» Zu bearbeitende Aufgaben
**a.** Beantworten Sie anhand des Textes über Übungen weiter unten diese Fragen:
(i) Wie lange halten wir bei den aufdeckenden Übungen inne?
(ii) Welche Abläufe nennt der Text als Beispiele für die dritte Gruppe von Übungen?
(iii) Wie nennt der Text es, wenn wir eins werden mit dem Ablauf?
**b.** Schreiben Sie aus dem Text über Übungen die Stelle zwischen „Andere Übungen sind“ und „unsere Erfahrungen beeinflussen.“ wortgetreu ab, einschließlich dieser beiden Stellen.

» Seite
__________________________________________________

Andere Übungen sind eher aufdeckend. Wir halten für zehn, zwanzig Minuten mithilfe einfacher Übungen inne und achten auf körperliche und emotionale Prozesse und auf Gedanken. Oder wir schauen uns eine angenehme oder unangenehme Erfahrung im Nachhinein in aller Ruhe und systematisch an und entdecken vielleicht, wie Auslöser oder Aufhänger unsere aktuelle Verfassung, Erwartungen und alte Muster unsere Erfahrungen beeinflussen.

In einer dritten Gruppe von Übungen lassen wir uns auf einen bestimmten Ablauf ein, den wir wertschätzen – Singen, Rezitieren, Imaginieren, eine meditative Bewegung und so weiter –, und wiederholen ihn so lange, bis wir eins werden mit dem Ablauf. Das ist Hingabe.

__________________________________________________

Extrahierte Datensätze
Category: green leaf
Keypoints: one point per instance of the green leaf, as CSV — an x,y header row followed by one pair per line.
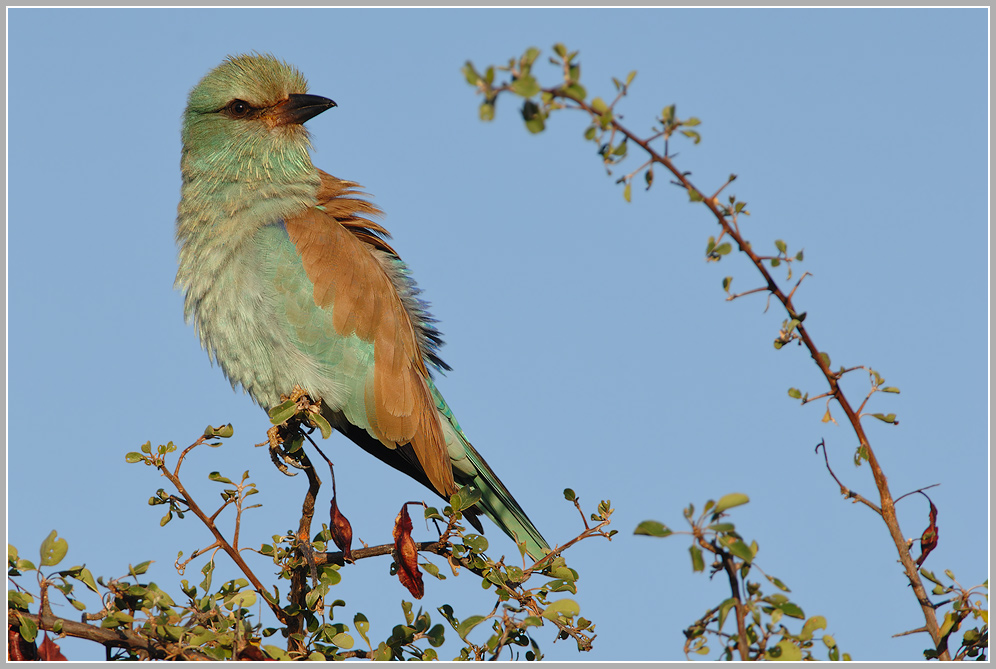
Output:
x,y
19,600
224,431
652,528
740,550
576,91
813,624
729,501
464,498
533,116
785,651
342,640
53,550
475,542
694,136
698,563
282,412
436,636
362,626
525,86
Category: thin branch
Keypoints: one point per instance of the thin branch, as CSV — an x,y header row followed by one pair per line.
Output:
x,y
844,490
888,511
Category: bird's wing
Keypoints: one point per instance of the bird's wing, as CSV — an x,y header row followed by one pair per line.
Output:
x,y
347,260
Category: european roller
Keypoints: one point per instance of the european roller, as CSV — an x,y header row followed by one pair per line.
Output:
x,y
290,283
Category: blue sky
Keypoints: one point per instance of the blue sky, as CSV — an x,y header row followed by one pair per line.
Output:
x,y
591,344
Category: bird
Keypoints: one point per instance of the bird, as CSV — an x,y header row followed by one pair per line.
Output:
x,y
289,281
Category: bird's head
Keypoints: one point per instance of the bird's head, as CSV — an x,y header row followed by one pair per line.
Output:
x,y
247,113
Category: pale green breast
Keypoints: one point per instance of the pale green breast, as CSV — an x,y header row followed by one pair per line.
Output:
x,y
260,322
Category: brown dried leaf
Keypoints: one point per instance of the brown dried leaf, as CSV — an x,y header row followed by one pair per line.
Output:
x,y
406,555
928,540
49,651
342,531
19,650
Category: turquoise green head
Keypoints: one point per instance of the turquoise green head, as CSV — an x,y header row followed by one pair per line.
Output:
x,y
248,111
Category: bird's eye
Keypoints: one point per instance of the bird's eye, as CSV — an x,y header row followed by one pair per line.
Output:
x,y
239,108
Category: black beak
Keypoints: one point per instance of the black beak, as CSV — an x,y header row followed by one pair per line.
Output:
x,y
298,108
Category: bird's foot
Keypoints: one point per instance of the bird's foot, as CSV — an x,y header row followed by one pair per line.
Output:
x,y
280,453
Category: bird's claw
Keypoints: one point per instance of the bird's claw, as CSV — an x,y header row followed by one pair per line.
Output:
x,y
279,454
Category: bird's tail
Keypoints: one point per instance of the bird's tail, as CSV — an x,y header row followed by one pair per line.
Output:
x,y
498,504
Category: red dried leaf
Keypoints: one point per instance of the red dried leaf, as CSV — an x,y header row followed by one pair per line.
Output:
x,y
406,555
928,540
342,531
19,650
251,653
49,651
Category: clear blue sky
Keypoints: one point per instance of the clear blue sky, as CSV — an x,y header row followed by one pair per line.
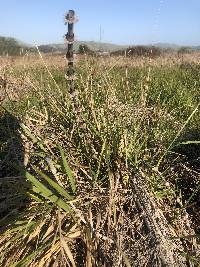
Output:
x,y
122,21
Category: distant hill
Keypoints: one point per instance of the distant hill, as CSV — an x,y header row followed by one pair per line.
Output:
x,y
95,46
11,46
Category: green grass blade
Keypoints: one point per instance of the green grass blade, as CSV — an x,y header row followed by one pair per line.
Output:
x,y
68,170
55,185
45,192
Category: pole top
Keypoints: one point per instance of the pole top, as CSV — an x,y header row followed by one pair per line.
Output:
x,y
70,17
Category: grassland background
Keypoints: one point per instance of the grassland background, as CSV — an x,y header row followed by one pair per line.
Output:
x,y
130,118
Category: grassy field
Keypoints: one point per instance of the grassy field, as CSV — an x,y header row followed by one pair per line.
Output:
x,y
70,165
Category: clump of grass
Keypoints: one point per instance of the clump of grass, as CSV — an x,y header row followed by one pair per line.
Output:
x,y
82,159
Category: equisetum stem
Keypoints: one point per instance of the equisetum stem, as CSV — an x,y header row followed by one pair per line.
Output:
x,y
70,75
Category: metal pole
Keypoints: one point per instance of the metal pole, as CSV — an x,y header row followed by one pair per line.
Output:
x,y
70,19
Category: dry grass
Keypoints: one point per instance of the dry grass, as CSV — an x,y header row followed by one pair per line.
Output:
x,y
103,184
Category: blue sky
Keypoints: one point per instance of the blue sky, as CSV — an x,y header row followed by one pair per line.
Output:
x,y
122,22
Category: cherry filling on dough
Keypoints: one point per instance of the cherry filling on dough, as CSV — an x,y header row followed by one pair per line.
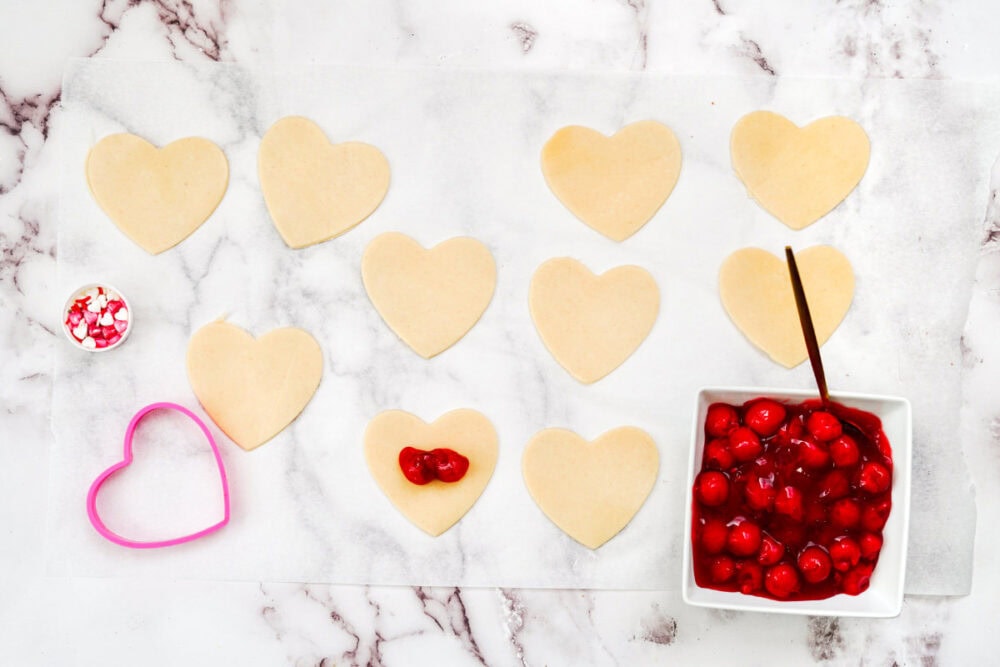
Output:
x,y
423,467
791,500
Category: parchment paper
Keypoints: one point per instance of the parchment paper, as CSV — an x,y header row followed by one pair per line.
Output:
x,y
464,151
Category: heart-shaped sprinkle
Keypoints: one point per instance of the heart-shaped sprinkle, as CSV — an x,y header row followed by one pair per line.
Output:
x,y
95,488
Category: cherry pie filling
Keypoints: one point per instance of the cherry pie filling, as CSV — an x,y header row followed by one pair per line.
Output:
x,y
791,499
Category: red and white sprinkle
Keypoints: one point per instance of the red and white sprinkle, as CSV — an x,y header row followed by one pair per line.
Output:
x,y
97,318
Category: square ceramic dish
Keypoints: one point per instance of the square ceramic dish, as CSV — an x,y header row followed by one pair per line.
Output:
x,y
884,597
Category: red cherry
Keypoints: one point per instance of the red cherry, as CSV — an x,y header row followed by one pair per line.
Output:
x,y
874,516
720,420
844,452
413,463
765,417
789,502
812,454
744,444
781,580
759,493
814,564
792,430
451,466
750,577
845,513
717,454
711,488
744,538
722,569
870,545
824,426
874,478
714,535
771,551
845,554
834,486
857,580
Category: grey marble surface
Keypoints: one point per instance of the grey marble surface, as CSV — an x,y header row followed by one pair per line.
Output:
x,y
76,620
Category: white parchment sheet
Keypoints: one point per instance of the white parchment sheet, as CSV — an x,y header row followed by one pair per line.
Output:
x,y
464,151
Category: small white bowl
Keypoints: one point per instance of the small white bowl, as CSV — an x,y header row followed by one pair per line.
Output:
x,y
76,294
884,597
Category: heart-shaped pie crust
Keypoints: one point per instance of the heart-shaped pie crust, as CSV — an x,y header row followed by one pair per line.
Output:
x,y
756,291
253,388
316,190
157,197
437,506
430,298
613,184
591,490
592,324
799,174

__________________________________________________

» Vollständige Lösungen
**a.**
(i) Zehn, zwanzig Minuten.
(ii) Singen, Rezitieren, Imaginieren und eine meditative Bewegung.
(iii) Hingabe.

**b.**
Andere Übungen sind eher aufdeckend. Wir halten für zehn, zwanzig Minuten mithilfe einfacher Übungen inne und achten auf körperliche und emotionale Prozesse und auf Gedanken. Oder wir schauen uns eine angenehme oder unangenehme Erfahrung im Nachhinein in aller Ruhe und systematisch an und entdecken vielleicht, wie Auslöser oder Aufhänger unsere aktuelle Verfassung, Erwartungen und alte Muster unsere Erfahrungen beeinflussen.